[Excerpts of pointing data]

:::::

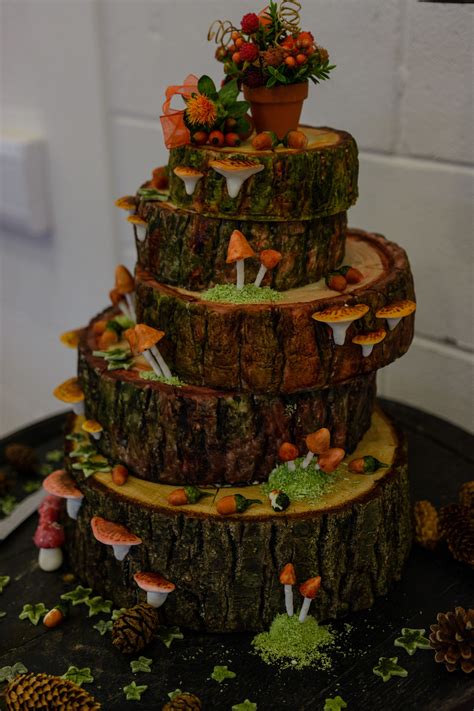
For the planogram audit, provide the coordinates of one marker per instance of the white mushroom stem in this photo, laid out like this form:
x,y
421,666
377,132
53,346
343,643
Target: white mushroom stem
x,y
289,600
50,559
73,506
305,609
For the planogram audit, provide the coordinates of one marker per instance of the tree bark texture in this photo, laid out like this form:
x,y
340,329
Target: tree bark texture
x,y
295,184
188,249
194,435
226,570
278,347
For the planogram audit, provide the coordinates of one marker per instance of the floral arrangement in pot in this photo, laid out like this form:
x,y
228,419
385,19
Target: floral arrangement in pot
x,y
273,60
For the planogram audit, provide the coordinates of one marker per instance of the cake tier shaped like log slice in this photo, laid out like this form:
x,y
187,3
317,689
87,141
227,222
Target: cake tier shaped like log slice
x,y
279,347
356,536
317,181
197,435
188,249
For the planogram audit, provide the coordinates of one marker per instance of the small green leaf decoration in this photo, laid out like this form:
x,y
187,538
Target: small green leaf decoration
x,y
98,604
103,626
168,634
134,692
141,664
335,704
221,673
8,673
79,676
388,667
412,639
78,596
33,613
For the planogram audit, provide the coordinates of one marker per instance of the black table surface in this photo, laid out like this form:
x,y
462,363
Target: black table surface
x,y
441,458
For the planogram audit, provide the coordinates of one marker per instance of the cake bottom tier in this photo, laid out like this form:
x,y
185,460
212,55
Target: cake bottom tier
x,y
226,569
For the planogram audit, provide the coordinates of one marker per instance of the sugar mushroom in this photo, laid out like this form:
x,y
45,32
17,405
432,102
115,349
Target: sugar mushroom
x,y
309,589
396,311
288,579
339,318
269,258
157,588
60,483
235,172
71,392
49,537
115,535
237,251
189,176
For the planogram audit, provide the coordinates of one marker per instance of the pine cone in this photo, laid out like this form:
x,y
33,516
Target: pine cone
x,y
453,639
135,628
456,526
43,691
22,458
183,702
426,524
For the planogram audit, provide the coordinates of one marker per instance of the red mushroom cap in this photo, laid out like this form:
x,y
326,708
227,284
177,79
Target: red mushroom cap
x,y
49,535
310,587
153,582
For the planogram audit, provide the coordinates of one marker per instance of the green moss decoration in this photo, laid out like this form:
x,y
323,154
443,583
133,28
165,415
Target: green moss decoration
x,y
250,294
291,644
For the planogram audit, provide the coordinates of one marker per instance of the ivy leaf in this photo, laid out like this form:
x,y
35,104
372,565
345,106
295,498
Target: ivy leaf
x,y
220,673
388,667
79,676
103,626
98,604
141,664
168,634
33,613
8,673
134,692
78,596
412,639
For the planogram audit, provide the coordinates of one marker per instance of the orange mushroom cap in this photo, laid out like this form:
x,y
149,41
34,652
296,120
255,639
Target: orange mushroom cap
x,y
238,248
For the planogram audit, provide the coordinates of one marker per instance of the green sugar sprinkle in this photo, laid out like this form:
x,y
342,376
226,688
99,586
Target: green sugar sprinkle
x,y
250,294
291,644
303,484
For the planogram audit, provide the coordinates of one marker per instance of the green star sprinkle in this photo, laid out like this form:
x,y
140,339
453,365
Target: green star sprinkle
x,y
8,673
103,626
412,639
134,692
98,604
388,667
221,673
33,613
78,596
245,706
335,704
141,664
168,634
79,676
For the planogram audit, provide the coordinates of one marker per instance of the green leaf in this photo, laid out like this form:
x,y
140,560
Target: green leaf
x,y
134,692
79,676
168,634
142,664
8,673
412,639
33,613
220,673
78,596
388,667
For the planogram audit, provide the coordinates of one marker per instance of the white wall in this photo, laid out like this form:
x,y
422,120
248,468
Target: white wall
x,y
403,87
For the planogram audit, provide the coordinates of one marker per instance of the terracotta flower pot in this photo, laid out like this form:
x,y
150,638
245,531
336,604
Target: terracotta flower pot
x,y
277,109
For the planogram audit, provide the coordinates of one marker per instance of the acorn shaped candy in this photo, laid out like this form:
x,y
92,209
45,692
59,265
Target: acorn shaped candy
x,y
366,465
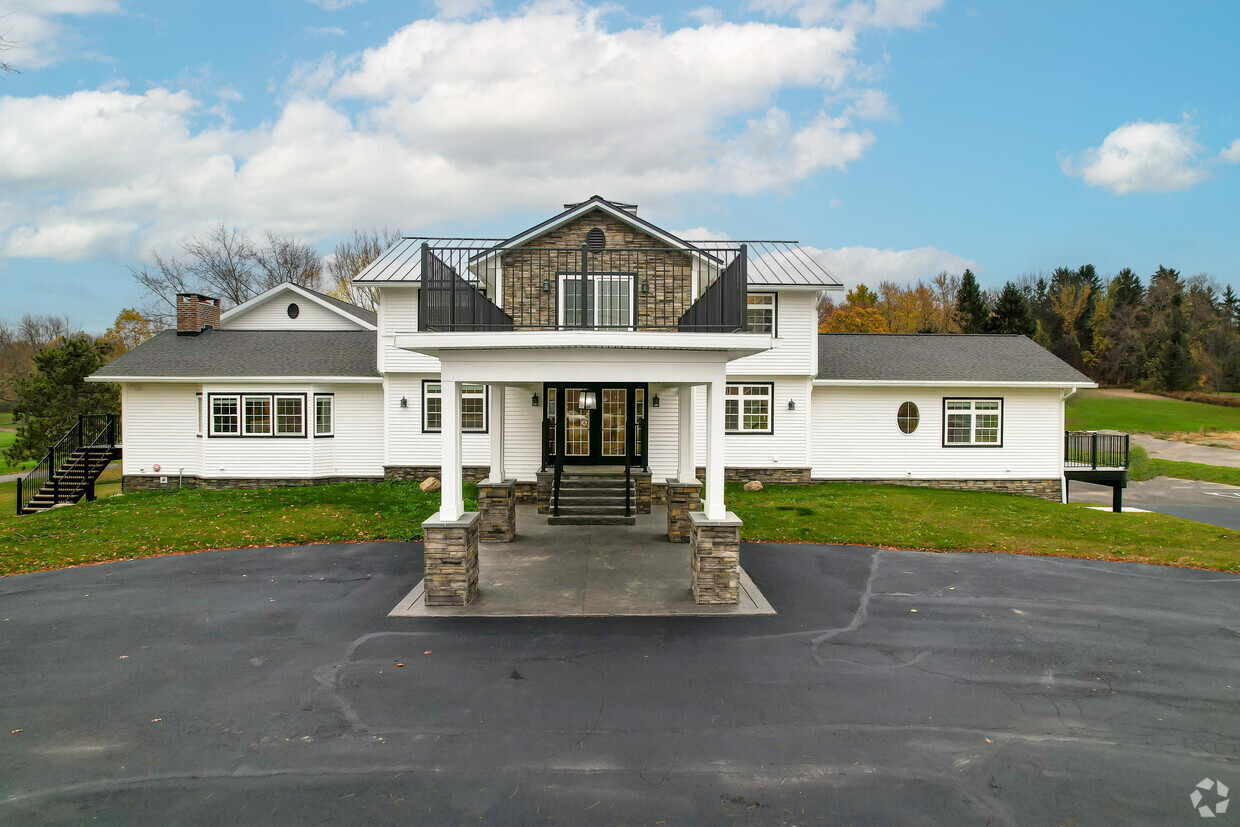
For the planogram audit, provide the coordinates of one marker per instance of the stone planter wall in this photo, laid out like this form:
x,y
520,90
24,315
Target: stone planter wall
x,y
682,497
497,506
451,559
714,559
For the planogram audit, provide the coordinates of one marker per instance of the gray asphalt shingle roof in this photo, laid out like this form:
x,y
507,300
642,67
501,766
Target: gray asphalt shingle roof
x,y
929,357
249,352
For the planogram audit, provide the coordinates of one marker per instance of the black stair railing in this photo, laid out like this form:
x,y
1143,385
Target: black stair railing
x,y
70,468
1094,450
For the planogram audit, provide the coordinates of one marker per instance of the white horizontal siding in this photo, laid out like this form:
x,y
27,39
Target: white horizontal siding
x,y
159,427
274,315
794,350
398,314
357,446
854,435
522,435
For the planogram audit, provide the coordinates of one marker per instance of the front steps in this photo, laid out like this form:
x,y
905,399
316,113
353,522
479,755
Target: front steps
x,y
594,499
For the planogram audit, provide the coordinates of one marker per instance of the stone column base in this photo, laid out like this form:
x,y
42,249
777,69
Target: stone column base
x,y
451,559
497,505
714,559
682,497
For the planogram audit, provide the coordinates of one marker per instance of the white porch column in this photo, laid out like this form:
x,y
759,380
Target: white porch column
x,y
495,420
451,502
686,469
713,505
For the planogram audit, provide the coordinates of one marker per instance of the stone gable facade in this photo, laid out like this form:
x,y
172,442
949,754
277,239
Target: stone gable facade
x,y
661,275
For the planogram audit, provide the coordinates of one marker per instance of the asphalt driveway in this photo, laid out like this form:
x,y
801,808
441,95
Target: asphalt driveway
x,y
267,686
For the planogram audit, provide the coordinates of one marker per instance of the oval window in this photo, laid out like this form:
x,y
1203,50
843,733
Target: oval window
x,y
908,417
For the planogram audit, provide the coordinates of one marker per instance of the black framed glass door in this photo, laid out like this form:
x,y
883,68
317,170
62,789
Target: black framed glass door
x,y
594,423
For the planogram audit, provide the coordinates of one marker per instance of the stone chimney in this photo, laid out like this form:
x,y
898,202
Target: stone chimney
x,y
196,313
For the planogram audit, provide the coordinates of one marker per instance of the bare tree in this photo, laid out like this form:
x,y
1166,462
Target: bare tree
x,y
283,258
351,257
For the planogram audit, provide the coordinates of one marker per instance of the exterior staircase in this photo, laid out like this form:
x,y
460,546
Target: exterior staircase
x,y
68,471
593,499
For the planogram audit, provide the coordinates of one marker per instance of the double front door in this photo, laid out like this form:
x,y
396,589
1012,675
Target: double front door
x,y
594,424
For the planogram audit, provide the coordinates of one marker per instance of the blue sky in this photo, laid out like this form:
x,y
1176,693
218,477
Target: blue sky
x,y
894,138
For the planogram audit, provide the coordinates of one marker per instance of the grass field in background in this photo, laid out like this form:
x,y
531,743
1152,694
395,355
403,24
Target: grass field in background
x,y
1161,417
144,525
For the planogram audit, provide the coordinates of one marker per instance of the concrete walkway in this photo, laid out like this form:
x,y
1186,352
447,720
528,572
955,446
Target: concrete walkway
x,y
583,572
1168,449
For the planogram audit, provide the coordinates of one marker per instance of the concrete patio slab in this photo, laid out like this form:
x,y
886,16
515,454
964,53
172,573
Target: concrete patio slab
x,y
584,570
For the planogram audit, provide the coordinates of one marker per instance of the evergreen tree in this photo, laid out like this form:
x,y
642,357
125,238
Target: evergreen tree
x,y
52,396
1012,313
1230,308
971,311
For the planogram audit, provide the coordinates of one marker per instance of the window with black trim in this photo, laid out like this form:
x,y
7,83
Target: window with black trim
x,y
747,408
324,414
258,415
473,407
977,423
225,415
290,415
760,313
908,417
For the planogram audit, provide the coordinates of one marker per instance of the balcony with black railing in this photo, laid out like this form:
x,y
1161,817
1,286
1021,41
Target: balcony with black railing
x,y
473,288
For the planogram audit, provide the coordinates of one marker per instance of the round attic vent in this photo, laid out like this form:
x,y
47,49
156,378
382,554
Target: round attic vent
x,y
595,239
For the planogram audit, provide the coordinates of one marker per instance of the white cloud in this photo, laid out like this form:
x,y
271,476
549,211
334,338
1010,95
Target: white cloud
x,y
37,30
1231,154
882,14
455,9
871,265
448,120
1146,156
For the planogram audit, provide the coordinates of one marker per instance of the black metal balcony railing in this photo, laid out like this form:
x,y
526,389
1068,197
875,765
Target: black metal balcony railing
x,y
489,289
1094,450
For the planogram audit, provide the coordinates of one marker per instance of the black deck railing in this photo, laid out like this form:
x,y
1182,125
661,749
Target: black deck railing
x,y
67,470
1093,450
525,288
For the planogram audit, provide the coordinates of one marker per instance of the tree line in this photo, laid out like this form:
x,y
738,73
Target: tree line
x,y
1166,332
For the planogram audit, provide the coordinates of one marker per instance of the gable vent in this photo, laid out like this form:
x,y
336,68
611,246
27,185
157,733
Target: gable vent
x,y
595,241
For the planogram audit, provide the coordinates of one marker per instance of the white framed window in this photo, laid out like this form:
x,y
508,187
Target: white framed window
x,y
257,420
225,415
474,413
747,408
972,423
324,414
609,300
290,415
760,313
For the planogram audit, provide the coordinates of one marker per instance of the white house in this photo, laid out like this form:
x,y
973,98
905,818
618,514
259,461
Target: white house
x,y
594,363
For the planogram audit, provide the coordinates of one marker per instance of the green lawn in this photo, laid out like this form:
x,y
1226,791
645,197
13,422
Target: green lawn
x,y
144,525
8,434
1091,411
923,518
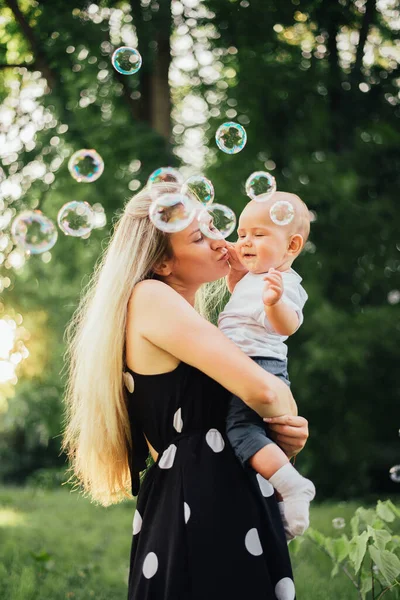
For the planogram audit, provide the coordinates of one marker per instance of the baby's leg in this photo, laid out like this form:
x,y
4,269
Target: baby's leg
x,y
247,434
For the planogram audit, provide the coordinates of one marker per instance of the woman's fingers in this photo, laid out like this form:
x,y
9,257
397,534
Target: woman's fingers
x,y
292,420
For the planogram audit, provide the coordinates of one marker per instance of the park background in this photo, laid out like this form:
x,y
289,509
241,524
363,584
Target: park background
x,y
316,86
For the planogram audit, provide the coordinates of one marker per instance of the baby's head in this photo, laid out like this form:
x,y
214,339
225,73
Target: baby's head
x,y
262,244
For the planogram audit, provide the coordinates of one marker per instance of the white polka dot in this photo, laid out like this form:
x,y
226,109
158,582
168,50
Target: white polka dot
x,y
168,457
266,488
150,565
284,589
129,383
252,542
215,440
186,509
137,522
178,423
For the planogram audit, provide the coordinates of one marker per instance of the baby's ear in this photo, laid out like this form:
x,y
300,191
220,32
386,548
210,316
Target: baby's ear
x,y
296,243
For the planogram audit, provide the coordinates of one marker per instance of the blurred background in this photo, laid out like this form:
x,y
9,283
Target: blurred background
x,y
316,85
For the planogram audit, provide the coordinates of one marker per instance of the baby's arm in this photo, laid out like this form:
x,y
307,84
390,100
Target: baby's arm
x,y
236,271
283,318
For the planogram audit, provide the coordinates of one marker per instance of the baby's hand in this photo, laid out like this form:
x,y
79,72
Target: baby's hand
x,y
234,261
273,288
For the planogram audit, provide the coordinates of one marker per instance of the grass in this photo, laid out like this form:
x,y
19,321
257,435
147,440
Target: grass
x,y
56,545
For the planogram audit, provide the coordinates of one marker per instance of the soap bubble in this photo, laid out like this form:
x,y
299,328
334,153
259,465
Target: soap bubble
x,y
221,224
34,232
76,218
86,165
231,137
172,212
395,473
282,212
200,187
126,60
339,523
260,186
165,175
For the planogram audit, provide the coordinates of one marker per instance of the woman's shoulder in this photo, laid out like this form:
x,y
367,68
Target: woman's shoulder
x,y
150,290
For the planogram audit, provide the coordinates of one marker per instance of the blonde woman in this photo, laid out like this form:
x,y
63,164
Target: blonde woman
x,y
149,374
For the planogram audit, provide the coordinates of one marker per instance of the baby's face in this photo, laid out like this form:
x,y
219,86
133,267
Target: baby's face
x,y
261,243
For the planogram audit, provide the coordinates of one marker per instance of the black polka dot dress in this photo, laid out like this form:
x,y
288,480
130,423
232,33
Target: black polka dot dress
x,y
204,528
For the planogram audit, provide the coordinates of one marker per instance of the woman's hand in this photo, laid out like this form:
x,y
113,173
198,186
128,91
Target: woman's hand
x,y
289,432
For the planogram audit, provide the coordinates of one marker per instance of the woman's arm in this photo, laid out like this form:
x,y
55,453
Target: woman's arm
x,y
290,432
169,322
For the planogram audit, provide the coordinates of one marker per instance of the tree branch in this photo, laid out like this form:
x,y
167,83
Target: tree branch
x,y
40,59
368,18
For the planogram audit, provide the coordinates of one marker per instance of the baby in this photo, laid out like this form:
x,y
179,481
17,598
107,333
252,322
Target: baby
x,y
264,310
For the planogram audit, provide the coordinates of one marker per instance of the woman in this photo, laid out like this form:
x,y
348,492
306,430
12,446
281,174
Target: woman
x,y
203,528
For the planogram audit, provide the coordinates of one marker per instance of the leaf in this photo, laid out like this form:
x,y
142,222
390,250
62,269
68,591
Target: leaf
x,y
354,525
339,548
368,515
335,570
366,584
380,536
387,562
385,512
393,507
358,548
317,536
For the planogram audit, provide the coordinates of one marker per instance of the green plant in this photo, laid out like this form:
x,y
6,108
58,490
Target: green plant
x,y
370,558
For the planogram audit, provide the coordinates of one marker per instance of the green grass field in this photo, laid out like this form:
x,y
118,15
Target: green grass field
x,y
56,545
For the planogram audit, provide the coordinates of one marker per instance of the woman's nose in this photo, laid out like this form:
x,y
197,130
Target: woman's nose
x,y
218,244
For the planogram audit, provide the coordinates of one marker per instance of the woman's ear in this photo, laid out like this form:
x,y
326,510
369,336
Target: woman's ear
x,y
163,268
296,243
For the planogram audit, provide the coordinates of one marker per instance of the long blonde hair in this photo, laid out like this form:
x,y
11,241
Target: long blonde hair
x,y
96,436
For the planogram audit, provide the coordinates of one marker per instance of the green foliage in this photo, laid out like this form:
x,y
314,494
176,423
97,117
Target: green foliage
x,y
370,557
327,127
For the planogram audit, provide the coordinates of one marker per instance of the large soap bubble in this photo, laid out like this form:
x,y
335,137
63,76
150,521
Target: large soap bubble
x,y
76,218
282,212
217,221
33,232
260,186
231,137
172,212
126,60
86,165
201,188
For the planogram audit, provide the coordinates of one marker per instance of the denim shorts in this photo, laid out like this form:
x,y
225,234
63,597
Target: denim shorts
x,y
245,429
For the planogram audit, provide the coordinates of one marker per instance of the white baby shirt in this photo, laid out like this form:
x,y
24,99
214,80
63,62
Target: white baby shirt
x,y
244,321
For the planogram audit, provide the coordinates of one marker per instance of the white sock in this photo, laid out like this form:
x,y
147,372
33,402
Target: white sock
x,y
297,493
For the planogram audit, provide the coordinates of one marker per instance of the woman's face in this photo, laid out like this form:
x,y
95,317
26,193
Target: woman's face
x,y
197,259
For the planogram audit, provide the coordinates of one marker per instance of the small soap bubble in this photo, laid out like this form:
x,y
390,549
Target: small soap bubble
x,y
395,473
76,219
201,188
172,212
126,60
217,221
231,137
338,523
86,165
260,186
165,175
33,232
282,212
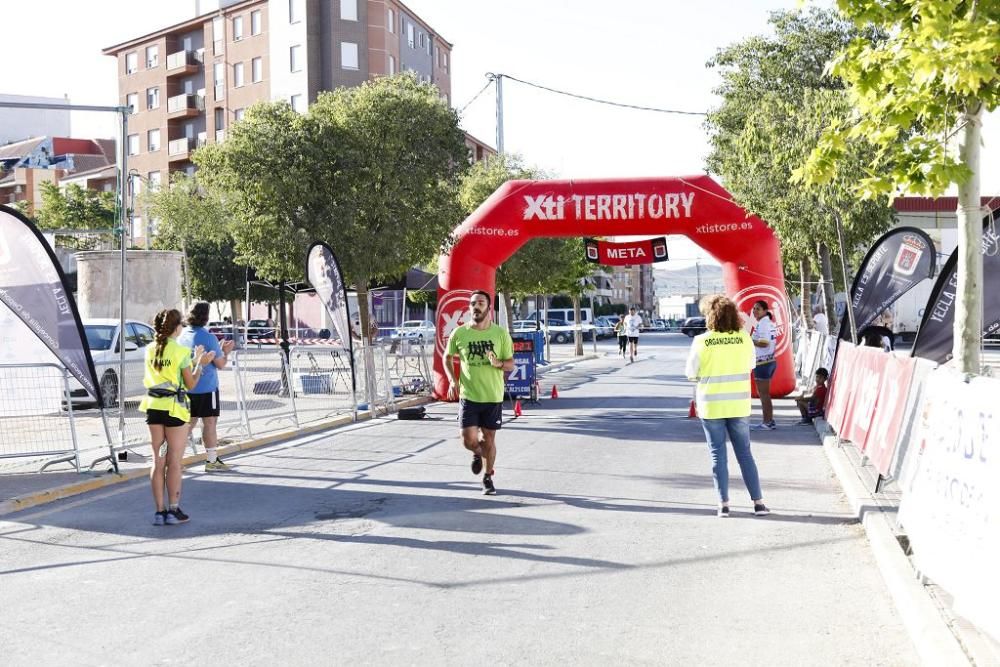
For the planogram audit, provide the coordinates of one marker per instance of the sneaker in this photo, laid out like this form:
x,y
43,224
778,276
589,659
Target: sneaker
x,y
488,488
178,515
217,466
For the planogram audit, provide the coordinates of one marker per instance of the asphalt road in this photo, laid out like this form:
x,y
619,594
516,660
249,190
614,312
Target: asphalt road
x,y
374,545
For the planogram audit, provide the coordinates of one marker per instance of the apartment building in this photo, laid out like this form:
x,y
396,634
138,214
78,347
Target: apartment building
x,y
189,82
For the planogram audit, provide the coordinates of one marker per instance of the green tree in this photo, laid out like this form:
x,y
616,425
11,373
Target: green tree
x,y
776,98
75,208
389,156
197,223
929,80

:::::

- [Request]:
Quote, without any change, each line from the one that contains "the asphalt road" through the end of the material.

- [Worked answer]:
For the planogram audit, provide the coordinates of one marker per instance of the asphalt road in this photo, laid out like this form:
x,y
619,594
516,660
249,190
614,312
Target: asphalt road
x,y
374,545
For the planogram audit, provide the coordinates of one marker per instance of the apartment building in this photo, laid out like this form:
x,y
396,634
138,214
78,347
Target: apartment building
x,y
189,82
For the planogram audit, provide the coordinates of one marker per instance of the green tree in this photo, laid out like this form:
x,y
616,425
11,373
Target: green tree
x,y
776,98
75,208
389,156
197,223
929,80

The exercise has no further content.